[Pointing and labeling entries]
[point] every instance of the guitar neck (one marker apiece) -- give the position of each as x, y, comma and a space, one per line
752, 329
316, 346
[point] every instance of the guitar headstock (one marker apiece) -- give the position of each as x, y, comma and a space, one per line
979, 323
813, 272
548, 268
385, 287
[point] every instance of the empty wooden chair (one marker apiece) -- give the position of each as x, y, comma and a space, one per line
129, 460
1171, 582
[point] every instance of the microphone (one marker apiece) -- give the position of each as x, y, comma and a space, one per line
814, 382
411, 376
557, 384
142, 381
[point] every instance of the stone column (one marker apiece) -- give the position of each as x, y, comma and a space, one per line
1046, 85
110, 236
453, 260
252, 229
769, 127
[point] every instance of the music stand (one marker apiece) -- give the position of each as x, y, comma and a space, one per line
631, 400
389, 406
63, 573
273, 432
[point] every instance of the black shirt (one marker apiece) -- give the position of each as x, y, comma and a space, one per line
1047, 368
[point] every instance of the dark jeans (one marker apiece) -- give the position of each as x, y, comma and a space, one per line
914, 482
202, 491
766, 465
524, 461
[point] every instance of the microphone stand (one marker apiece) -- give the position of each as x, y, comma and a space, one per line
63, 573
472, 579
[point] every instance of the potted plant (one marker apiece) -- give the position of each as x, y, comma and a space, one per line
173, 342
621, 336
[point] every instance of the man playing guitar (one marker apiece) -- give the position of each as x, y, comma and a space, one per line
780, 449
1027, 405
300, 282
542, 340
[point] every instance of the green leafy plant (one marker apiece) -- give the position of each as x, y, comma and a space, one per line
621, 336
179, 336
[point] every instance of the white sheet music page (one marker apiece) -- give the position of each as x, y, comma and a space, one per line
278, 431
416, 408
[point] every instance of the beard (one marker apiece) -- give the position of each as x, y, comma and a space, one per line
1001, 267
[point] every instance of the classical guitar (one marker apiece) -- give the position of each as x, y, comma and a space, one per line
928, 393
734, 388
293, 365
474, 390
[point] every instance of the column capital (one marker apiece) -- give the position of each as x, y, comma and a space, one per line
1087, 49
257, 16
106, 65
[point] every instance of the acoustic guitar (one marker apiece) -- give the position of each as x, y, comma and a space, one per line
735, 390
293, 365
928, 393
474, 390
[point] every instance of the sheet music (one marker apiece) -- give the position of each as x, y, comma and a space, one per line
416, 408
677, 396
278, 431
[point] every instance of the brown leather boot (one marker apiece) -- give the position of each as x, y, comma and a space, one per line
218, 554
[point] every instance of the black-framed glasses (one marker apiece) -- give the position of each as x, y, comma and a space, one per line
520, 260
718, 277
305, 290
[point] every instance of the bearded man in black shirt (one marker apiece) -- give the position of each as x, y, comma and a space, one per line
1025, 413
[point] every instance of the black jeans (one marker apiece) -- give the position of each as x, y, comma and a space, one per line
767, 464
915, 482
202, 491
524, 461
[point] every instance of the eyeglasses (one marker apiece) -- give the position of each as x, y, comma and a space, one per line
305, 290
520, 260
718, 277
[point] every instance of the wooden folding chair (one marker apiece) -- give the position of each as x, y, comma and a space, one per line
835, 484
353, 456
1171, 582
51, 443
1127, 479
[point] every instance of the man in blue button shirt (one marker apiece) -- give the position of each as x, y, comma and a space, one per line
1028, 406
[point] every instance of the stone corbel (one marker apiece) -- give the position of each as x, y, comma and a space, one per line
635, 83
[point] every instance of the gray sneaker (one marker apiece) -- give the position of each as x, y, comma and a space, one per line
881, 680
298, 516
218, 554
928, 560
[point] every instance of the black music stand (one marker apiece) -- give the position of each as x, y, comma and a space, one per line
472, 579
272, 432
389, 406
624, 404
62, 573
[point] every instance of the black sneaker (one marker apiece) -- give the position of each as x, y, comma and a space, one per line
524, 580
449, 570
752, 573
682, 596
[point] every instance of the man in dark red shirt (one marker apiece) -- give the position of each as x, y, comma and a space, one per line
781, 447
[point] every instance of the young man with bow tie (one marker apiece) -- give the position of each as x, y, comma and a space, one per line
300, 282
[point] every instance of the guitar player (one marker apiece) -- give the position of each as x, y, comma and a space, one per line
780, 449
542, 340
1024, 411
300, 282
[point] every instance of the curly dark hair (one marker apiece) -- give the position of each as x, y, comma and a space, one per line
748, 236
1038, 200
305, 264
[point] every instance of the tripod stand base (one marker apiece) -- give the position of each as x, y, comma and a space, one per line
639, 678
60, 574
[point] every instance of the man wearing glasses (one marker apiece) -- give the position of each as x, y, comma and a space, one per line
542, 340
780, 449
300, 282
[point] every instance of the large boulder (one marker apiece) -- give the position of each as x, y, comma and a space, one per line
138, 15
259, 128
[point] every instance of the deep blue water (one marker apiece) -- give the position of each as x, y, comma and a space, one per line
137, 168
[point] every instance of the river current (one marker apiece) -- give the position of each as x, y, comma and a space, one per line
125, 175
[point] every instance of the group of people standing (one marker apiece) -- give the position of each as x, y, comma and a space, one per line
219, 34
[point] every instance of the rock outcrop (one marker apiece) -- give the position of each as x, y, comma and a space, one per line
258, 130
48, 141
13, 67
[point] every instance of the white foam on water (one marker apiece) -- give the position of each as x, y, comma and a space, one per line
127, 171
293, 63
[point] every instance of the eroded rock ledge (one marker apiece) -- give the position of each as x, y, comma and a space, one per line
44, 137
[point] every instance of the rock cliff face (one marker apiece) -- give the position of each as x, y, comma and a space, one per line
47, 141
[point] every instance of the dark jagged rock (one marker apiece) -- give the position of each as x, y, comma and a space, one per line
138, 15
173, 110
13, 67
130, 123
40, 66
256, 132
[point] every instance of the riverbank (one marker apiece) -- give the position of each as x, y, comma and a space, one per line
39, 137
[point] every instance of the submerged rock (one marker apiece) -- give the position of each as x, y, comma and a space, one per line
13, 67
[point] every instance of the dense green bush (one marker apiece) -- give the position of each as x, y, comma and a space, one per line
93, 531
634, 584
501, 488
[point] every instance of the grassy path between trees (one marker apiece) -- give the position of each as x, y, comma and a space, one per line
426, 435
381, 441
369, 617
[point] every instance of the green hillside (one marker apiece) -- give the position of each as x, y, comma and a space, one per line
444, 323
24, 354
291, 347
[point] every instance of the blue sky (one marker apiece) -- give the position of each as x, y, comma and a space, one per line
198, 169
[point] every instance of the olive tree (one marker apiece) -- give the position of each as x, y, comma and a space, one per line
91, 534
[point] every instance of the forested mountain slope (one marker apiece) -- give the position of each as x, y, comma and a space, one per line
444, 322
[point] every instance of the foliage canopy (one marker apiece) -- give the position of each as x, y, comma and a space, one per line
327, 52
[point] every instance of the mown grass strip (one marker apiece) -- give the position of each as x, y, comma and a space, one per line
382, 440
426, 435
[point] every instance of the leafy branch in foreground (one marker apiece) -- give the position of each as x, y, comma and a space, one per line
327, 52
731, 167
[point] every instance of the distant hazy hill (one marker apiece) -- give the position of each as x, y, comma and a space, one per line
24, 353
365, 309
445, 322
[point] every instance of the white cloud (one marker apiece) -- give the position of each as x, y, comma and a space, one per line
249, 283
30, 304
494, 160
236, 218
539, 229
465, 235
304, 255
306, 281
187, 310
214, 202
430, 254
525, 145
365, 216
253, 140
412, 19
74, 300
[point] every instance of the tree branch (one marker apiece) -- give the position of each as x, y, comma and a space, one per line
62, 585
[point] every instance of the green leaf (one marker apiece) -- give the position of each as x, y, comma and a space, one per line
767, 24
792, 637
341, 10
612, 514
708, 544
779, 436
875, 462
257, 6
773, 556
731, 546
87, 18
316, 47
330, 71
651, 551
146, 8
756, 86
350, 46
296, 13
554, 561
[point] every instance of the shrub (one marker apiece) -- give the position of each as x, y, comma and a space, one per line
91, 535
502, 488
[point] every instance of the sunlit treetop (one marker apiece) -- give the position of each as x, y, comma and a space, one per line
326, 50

• Short exercise: Copy out verbatim the stretch of the records from the line containing "[point] every instance of the foliage" through the end of the records.

• Solution to the exercise:
[point] every instance of the foliage canopy (one marker apiece) -- give the position of each as x, y, comma and a space, one per line
327, 52
[point] every instance of the mown grass strip (one marker apiece) -- give the position of each as x, y, comma and a space, one per line
382, 440
426, 435
[point] every instance of the leafy branch in foreground (one marker apiece) -- give the position of each as x, y, comma and a space, one per line
327, 52
731, 167
[point] every instance of the distant hazy hill (one marker apiece) -- give the position of each as x, y, comma and a space, one per line
24, 353
365, 309
445, 322
[point] every instance of the white cloud (one marker apiece) -- give the position of each as x, y, comma and a space, one per line
249, 283
30, 304
494, 160
236, 218
539, 229
465, 235
304, 255
306, 281
187, 310
214, 202
430, 254
525, 145
365, 216
253, 140
412, 19
74, 300
[point] every instance of the tree branch (one marker apiece) -- give the position of each as x, y, comma and a space, one per line
62, 585
[point] every instance of the green leaf (one marker apiece) -- give the position of each as x, y, comma and a space, one per line
767, 24
792, 637
341, 10
612, 514
708, 544
779, 436
875, 462
257, 6
773, 556
731, 546
87, 18
316, 47
330, 71
651, 551
146, 8
756, 86
350, 46
296, 13
554, 561
[point] every instance of the shrub (one marker apiece) -- give the position of each as x, y, comma and a space, one per line
91, 535
502, 488
[point] every instance of the sunlit treetop (one marker apiece) -- give the position of each as x, y, comma and a space, one per line
326, 50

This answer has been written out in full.